Which of the lines below contain the string "stack", matched with case counting? Pull out each such line in full.

• _Exercise materials_
■ ■ ■ ■ ■ ■ ■
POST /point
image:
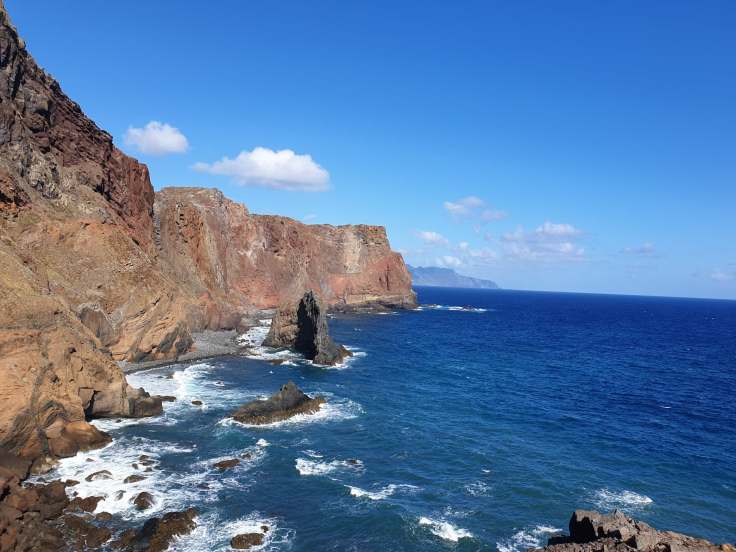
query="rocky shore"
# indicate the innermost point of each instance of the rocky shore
(591, 531)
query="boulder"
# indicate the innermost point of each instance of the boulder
(287, 402)
(143, 501)
(592, 531)
(246, 540)
(158, 533)
(303, 328)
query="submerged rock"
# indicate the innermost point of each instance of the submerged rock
(287, 402)
(158, 533)
(592, 531)
(303, 328)
(246, 540)
(143, 501)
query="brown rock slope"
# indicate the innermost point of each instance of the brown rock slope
(217, 249)
(90, 273)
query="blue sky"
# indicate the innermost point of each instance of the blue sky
(574, 146)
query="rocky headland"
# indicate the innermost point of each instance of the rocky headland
(96, 268)
(286, 403)
(592, 531)
(302, 327)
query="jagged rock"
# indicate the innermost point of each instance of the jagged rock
(143, 501)
(303, 328)
(592, 531)
(83, 534)
(157, 533)
(88, 504)
(226, 464)
(246, 540)
(287, 402)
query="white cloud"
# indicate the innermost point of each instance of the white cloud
(433, 238)
(558, 230)
(491, 214)
(549, 242)
(644, 249)
(721, 276)
(156, 139)
(448, 261)
(280, 170)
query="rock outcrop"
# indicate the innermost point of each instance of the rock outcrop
(286, 403)
(216, 248)
(95, 268)
(615, 532)
(303, 328)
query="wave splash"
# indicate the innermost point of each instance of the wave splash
(444, 529)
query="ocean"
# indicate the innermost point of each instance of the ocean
(480, 421)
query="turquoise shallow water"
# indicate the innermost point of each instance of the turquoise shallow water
(454, 428)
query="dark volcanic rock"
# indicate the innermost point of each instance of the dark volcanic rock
(615, 532)
(246, 540)
(143, 501)
(304, 329)
(288, 402)
(157, 533)
(102, 474)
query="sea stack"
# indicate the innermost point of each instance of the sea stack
(592, 531)
(286, 403)
(303, 328)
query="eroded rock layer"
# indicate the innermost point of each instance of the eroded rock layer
(96, 268)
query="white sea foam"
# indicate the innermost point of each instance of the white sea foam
(214, 534)
(477, 488)
(118, 458)
(385, 492)
(445, 529)
(528, 538)
(314, 467)
(606, 499)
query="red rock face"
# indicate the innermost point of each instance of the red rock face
(214, 246)
(91, 274)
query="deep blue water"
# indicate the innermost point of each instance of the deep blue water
(495, 424)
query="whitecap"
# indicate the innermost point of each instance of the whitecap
(385, 492)
(445, 529)
(477, 488)
(528, 538)
(314, 467)
(214, 534)
(605, 499)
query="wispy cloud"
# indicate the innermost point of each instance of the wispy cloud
(645, 249)
(432, 238)
(549, 242)
(280, 170)
(156, 139)
(722, 276)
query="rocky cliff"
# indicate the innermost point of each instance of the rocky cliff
(96, 268)
(215, 247)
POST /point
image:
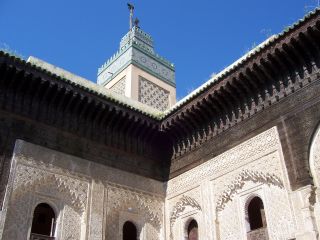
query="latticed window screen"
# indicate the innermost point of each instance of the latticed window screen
■ ■ ■ ■ ■ ■ ■
• _Solution to this exercise_
query="sea stack"
# indicate the innermost point of each instance of the sea stack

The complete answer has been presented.